## [WHAT YOU SHOULD DO]
All the data should be printed again exactly as written.

## [Recorded data]
______

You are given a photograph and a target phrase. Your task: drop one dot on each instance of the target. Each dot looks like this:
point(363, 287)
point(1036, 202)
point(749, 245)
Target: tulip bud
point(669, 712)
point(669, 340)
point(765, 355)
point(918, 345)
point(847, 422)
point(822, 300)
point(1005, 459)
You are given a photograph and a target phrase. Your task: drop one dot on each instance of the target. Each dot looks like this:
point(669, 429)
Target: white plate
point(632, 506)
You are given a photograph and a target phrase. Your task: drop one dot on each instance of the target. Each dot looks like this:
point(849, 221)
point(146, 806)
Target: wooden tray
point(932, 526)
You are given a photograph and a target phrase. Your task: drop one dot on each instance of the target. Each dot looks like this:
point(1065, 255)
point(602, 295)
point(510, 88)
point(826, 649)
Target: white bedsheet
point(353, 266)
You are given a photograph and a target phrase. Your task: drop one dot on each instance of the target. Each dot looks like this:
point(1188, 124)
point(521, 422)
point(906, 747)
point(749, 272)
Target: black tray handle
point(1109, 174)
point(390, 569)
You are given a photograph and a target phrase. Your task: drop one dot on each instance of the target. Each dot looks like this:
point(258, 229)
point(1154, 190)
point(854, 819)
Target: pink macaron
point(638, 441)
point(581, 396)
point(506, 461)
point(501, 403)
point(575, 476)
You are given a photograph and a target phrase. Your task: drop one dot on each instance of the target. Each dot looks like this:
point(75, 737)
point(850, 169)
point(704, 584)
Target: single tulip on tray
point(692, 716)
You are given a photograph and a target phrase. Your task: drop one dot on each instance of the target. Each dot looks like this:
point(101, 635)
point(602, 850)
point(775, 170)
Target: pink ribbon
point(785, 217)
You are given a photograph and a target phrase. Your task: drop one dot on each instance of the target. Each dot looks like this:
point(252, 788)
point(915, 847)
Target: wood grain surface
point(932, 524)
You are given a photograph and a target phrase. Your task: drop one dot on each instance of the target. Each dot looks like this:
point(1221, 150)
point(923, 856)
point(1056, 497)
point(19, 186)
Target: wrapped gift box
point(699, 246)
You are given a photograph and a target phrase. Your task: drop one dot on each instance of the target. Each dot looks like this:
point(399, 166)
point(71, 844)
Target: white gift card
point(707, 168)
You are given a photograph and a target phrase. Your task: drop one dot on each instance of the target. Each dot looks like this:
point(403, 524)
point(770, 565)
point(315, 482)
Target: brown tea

______

## [SOLVED EXERCISE]
You are given a photograph and a target phrase. Your task: drop one dot on each instance of the target. Each dot looks like this:
point(363, 287)
point(1036, 202)
point(749, 245)
Target: tulip bud
point(669, 712)
point(669, 340)
point(765, 355)
point(918, 345)
point(847, 422)
point(822, 300)
point(1005, 459)
You are given a photograph and a target phrase. Your task: drop one dot on each instance of the target. Each dot looks like this:
point(669, 429)
Target: white plate
point(632, 506)
You are given a photograph and a target phrase. Your task: drop one dot on each instance of the target. Each dot looks like this:
point(849, 221)
point(146, 806)
Target: wooden tray
point(932, 526)
You are given a photograph and a target phrase. Your task: drop one dot on each instance of the target. Each dot looks like this:
point(1065, 255)
point(602, 295)
point(510, 88)
point(826, 649)
Target: white bedsheet
point(353, 266)
You are given a photograph and a target phrase. Your task: drop one dot on each instance of the target. Each dot looks like this:
point(1188, 124)
point(521, 422)
point(906, 747)
point(749, 272)
Target: black tray handle
point(1109, 174)
point(390, 569)
You are given a photograph and a target phrase. Your task: drop one dot on each instance of the target. Each dot looks like this:
point(258, 229)
point(1154, 190)
point(854, 819)
Target: pink macaron
point(638, 441)
point(581, 396)
point(506, 461)
point(501, 403)
point(575, 476)
You are given a photograph and a target phrase. Your task: drop one dot on each instance of the target. Each dot looks like this:
point(75, 737)
point(850, 169)
point(704, 584)
Target: single tulip on tray
point(692, 716)
You are given a photograph and a target phrase. Your task: drop one dot on each instance of the target. Each dot looks like this:
point(101, 635)
point(602, 850)
point(775, 170)
Target: pink ribbon
point(785, 217)
You are given a photograph and a target phrase. Your task: drop one dot on each instance of the target. Each dot looks like this:
point(252, 788)
point(915, 847)
Target: wood grain surface
point(932, 524)
You are given a photograph and a target phrase. Your task: drop one dot on each instance of the target. Each dot looks like this:
point(1221, 150)
point(923, 856)
point(1056, 497)
point(19, 186)
Target: wrapped gift box
point(699, 246)
You are given a photograph and a target phrase. Your task: drop one dot on each instance of the target. Each dot looks like this:
point(399, 166)
point(71, 844)
Target: white gift card
point(707, 168)
You are given a photograph and a target phrase. Your task: drop one dot on each instance of the target. Each dot looks like this:
point(403, 524)
point(770, 565)
point(315, 482)
Target: brown tea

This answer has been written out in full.